**Aufgabe:** Führe den Lesetext über Indien als Anlagemarkt im Anschluss an seinen letzten Satz fort.

Was macht Indien denn generell aus Sicht von Investoren interessant?

Indien ist zu anderen Märkten entkoppelt, etwa zu den USA, China und Europa. Damit bietet das Land gute Diversifizierungsmöglichkeiten. Global anlegende Investoren, die einen Blick auf Wachstum haben, sollten Indien auf dem Radar haben. Wir beobachten auch, dass immer mehr Investoren dazu übergehen, die globalen Emerging Markets nicht mehr als ein Ganzes zu betrachten. Das ist ein Konzept der Vergangenheit. Länder wie Brasilien, die Türkei und China haben wenig gemein. Die Allokation erfolgt nicht mehr global, sondern selektiv von Land zu Land. Indien ist ein sehr großes Land. Veränderungen geschehen dort lang­samer als anderswo. Sie geschehen jedoch langsam, aber gewiss.

Welche weiteren Attraktionen würden Sie hervorheben?

Wir haben mittelfristig positive Erwartungen für Indien, und zwar aus Gründen, die langfristiger Natur sind. Da wäre erstens die stark wachsende Mittelschicht, der jetzt 30% der indischen Bevölkerung zuzurechnen sind. Es gibt erhebliche Fortschritte in der Entwicklung der Finanzmärkte. Indien hat ferner eine Verschiebung weg vom informellen zum formellen Sektor der Wirtschaft vollzogen. Die Wirtschaft ist jetzt mehrheitlich formell, wozu auch die Digitalisierung beigetragen hat. Hinzu kommen immense Investitionen in die Infrastruktur. Es gibt mehr als 7500 Projekte zur Modernisierung der Infrastruktur.

Wo liegen die Schwerpunkte dieser Investitionen? Um welche Summen geht es da?

Zu den Schwerpunkten zählen Telekommunikation, Straßen, öffent­licher Personenverkehr und Müllentsorgung. Geplant ist ein Volumen von 1,5 Bill. Dollar für einen Zeitraum von fünf Jahren. Das entspricht in etwa dem, was die Vereinigten Staaten voraussichtlich in den kommenden zehn Jahren ausgeben werden.

Was bedeutet die Rivalität zwischen China und den USA für Indien?

Indien spielt eine große Rolle. Das Land versucht, sich neutral zu halten, und befindet sich in einer interessanten Position. Es könnte sich zu einer einflussreichen regionalen Macht entwickeln.

Wie sind die Investoren am indischen Aktienmarkt positioniert?

Die internationalen Anleger sind in dem Markt unterinvestiert. Wir denken, dass sich das ändern wird.

Welche Bereiche des Marktes halten Sie derzeit für interessant?

Taktisch sind wir positiv eingestellt für alles, was zyklisch ist, das heißt für alle Segmente, die von der Wiederbelebung der Wirtschaft profitieren. Längerfristig gesehen bieten etwa der IT- und der E-Commerce-Sektor interessante Unternehmen, um dem „Work from Home“-Thema in Indien ausgesetzt zu sein, insbesondere wenn die dritte Welle mit der Delta-Variante plus entsteht. Einige von ihnen sind weniger teuer als in den Vereinigten Staaten.

**Gezeigte Datensätze:**
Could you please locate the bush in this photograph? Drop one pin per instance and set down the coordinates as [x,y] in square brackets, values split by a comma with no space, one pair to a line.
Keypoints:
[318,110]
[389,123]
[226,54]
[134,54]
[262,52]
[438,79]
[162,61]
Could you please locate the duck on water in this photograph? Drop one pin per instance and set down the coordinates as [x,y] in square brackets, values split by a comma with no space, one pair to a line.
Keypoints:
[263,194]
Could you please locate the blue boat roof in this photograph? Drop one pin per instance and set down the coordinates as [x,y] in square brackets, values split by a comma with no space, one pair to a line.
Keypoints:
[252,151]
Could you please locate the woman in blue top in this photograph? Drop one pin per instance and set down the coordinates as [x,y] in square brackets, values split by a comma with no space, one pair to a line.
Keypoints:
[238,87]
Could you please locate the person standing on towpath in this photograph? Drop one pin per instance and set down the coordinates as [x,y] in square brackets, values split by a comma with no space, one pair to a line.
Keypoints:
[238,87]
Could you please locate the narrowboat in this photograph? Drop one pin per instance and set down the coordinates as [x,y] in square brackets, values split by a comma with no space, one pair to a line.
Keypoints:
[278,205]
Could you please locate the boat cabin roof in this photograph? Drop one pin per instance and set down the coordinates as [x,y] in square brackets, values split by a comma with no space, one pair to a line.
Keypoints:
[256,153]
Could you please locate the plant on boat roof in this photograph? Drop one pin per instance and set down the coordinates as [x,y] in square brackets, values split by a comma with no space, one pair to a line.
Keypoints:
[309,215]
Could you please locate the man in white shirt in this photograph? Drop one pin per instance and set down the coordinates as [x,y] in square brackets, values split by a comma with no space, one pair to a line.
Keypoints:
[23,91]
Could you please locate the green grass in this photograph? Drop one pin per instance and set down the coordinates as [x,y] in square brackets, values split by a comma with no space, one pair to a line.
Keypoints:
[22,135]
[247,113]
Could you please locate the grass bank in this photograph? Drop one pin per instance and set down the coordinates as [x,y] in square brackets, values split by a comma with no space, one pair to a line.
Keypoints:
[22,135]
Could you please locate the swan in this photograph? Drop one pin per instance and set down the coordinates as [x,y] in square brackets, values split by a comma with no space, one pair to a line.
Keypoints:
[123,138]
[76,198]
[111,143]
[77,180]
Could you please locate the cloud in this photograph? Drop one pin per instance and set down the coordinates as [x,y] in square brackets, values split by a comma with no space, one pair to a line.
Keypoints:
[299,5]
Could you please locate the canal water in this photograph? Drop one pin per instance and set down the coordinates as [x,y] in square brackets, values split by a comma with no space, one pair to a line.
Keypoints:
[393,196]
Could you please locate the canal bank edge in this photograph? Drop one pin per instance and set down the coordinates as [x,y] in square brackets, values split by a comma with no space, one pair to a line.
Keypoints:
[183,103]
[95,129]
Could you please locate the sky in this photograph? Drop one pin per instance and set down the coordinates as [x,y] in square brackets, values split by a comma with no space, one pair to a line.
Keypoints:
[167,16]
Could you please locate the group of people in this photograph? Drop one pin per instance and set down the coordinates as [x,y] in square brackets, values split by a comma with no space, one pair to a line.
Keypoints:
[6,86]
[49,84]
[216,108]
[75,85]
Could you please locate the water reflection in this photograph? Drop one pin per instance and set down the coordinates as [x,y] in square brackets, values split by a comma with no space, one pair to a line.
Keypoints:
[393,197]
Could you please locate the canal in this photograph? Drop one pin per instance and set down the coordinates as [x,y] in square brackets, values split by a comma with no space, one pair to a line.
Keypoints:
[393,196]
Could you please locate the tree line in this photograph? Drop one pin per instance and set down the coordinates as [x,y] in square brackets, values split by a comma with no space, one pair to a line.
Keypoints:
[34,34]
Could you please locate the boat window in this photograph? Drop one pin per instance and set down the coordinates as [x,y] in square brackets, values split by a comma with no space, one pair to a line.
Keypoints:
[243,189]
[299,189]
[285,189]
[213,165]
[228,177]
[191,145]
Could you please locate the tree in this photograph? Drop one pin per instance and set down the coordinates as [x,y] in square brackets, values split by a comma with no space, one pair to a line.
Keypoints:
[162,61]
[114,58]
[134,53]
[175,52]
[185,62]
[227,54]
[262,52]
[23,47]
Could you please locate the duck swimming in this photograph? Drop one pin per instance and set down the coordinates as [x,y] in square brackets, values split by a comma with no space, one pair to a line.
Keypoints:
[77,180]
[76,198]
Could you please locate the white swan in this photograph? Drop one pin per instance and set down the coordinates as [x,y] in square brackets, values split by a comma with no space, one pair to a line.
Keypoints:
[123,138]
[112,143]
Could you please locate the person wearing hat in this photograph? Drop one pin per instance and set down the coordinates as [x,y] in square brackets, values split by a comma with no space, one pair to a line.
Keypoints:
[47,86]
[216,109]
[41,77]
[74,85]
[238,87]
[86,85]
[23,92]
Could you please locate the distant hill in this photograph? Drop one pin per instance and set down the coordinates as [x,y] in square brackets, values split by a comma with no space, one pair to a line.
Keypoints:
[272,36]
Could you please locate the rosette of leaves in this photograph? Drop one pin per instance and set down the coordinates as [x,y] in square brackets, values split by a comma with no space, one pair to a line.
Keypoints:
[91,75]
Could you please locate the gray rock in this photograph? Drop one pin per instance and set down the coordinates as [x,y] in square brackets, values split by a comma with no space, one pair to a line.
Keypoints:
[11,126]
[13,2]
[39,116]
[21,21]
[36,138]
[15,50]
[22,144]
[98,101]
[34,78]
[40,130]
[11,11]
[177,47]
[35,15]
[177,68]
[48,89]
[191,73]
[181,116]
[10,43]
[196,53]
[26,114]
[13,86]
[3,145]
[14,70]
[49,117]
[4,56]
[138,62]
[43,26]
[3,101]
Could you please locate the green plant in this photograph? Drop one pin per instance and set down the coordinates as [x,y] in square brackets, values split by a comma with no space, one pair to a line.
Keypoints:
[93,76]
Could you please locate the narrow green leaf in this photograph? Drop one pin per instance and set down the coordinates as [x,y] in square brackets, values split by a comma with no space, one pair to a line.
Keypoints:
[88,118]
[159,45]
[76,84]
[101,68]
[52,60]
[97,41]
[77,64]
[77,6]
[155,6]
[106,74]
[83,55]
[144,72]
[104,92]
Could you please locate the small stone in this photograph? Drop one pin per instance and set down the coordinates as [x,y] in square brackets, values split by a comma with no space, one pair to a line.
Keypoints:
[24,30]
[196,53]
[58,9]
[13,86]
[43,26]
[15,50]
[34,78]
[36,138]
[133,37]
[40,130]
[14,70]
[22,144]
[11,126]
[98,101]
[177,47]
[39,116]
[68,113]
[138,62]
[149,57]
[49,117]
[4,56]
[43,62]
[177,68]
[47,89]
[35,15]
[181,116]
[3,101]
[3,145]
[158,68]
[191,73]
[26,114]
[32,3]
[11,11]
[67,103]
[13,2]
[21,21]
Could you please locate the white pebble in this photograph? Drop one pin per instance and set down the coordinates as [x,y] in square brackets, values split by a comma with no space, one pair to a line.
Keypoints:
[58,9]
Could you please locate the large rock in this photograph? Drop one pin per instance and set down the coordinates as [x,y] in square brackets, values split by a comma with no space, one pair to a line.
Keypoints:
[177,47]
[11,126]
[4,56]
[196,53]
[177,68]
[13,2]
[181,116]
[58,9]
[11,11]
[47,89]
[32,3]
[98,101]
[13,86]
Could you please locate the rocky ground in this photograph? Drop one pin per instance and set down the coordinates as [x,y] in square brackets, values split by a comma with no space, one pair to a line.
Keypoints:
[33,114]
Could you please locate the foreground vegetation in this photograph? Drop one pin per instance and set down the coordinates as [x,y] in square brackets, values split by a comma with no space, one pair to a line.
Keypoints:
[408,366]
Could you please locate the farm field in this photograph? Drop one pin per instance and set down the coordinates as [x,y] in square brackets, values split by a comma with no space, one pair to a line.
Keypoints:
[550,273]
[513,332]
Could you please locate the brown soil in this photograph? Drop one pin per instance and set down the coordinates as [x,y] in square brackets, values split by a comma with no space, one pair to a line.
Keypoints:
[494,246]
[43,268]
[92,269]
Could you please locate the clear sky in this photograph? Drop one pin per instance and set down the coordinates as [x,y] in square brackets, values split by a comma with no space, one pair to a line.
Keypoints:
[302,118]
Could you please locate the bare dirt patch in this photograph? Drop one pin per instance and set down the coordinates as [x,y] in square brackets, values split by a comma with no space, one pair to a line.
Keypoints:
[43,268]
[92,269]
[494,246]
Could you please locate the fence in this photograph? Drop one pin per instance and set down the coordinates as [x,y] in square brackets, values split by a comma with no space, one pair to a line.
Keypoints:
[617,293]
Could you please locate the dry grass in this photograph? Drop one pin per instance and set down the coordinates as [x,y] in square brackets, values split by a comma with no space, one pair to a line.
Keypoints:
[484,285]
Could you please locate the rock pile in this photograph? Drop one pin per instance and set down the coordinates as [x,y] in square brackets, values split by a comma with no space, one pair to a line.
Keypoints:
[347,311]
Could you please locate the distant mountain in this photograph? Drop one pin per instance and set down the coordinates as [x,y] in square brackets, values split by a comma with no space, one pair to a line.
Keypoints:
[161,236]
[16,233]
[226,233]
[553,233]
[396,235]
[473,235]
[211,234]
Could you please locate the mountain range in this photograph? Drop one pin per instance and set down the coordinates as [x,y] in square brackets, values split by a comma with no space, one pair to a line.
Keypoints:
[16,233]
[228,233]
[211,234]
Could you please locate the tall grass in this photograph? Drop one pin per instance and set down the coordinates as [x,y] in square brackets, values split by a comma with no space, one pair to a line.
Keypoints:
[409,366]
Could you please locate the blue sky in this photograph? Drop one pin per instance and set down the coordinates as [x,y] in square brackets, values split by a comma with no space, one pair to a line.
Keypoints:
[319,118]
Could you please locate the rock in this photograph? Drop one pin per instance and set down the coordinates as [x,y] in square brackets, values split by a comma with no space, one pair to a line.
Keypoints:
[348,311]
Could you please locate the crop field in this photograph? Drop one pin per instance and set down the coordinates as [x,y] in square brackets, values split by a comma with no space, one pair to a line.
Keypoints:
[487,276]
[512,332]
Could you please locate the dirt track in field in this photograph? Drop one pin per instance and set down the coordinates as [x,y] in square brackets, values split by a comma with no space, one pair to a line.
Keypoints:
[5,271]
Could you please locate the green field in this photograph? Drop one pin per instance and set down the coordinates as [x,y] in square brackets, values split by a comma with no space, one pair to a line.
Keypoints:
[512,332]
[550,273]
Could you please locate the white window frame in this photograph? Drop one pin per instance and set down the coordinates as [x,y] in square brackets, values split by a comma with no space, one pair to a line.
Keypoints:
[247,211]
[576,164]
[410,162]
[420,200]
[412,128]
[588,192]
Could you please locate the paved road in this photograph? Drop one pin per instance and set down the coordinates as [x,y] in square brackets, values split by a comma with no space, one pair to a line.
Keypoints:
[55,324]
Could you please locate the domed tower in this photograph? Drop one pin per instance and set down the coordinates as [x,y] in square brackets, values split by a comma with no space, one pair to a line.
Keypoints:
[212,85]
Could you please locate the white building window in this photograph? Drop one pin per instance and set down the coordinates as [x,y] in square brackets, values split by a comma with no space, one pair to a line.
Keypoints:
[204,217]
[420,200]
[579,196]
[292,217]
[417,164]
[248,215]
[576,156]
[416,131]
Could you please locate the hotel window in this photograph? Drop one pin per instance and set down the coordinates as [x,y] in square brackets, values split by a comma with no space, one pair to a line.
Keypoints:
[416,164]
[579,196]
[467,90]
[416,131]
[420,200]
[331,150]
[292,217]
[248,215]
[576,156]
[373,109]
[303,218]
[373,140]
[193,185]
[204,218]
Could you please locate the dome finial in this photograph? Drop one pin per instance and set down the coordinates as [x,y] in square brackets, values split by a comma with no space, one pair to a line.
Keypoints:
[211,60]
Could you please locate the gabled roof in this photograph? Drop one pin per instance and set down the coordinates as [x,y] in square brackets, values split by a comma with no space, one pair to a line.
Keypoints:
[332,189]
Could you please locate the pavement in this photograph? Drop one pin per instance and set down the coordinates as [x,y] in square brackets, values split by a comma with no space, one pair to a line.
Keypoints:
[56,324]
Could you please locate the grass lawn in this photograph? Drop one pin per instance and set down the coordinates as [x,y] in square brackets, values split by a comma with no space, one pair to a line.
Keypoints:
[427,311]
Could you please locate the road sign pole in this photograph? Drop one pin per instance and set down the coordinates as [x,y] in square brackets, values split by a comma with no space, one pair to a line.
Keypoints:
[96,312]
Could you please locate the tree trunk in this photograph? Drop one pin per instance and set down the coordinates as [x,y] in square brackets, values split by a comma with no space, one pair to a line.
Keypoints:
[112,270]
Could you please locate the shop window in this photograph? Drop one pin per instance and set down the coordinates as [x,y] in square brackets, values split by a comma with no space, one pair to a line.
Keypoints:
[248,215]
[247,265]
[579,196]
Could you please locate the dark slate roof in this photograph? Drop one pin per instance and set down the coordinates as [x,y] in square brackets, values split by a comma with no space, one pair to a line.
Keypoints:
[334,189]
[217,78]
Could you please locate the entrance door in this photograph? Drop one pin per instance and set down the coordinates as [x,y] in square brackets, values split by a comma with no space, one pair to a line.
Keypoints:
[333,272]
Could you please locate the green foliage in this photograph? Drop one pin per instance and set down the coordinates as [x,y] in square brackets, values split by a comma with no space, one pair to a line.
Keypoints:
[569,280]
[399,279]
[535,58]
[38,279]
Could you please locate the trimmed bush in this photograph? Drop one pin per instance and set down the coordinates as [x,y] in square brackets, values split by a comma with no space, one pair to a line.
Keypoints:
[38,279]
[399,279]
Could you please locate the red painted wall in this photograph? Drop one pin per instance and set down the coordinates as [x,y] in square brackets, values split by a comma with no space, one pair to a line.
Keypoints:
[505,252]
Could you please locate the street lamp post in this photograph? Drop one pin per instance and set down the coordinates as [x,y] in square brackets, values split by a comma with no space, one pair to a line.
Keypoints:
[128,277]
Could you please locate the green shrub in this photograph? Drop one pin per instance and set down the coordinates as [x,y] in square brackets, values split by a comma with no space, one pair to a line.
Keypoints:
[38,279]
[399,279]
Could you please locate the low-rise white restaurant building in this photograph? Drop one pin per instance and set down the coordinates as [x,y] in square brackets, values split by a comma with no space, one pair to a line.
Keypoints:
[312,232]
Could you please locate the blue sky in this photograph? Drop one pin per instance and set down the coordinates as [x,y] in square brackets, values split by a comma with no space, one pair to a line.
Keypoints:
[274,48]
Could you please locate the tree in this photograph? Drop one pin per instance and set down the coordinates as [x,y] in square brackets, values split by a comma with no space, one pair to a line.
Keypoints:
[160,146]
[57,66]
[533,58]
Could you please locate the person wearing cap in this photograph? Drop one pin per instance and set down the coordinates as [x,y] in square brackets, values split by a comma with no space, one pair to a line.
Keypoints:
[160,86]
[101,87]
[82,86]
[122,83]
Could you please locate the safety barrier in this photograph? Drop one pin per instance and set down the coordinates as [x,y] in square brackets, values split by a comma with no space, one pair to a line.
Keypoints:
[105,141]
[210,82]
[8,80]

**Deine Antwort:**
Wie sehen Ihre strategischen Präferenzen aus?

Aus strategischer Sicht bevorzugen wir Large Caps gegenüber Small Caps, auch wenn wir anerkennen, dass in Letzteren mehr aktueller Wert vorhanden ist. Wir besitzen immer noch teure Banken aufgrund ihrer Assetqualität. Im Prinzip ist auch alles, was mit Infrastruktur und Industrie zu tun hat, aufgrund des Capex-Pushs der Regierung interessant. Wir haben auch einige positive Erwartungen für den Gesundheitssektor nach der Pandemie, basierend auf der relativen Ertragsstärke, der Wachstumssichtbarkeit und dem Nachlassen des Preisdrucks in den USA angesichts des starken Engagements der indischen Generikaunternehmen. Bei den Kommunikationsdiensten glauben wir, dass der Sektor nach einer extrem schmerzhaften Phase die Kurve kriegt, und erwarten, dass der durchschnittliche Umsatz pro Nutzer zu steigen be­ginnt, was zu einem signifikanten Gewinnanstieg führen wird.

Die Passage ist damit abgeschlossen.